> [Given records]

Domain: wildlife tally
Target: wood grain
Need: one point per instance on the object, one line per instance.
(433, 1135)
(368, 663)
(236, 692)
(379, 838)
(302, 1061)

> [What to work on] Reproduce the material above exactly; please quote every line of it.

> [Task response]
Domain: wildlife tally
Target: wood grain
Need: one point per instance on the object, one line per instance.
(433, 1135)
(368, 663)
(236, 692)
(379, 838)
(302, 1061)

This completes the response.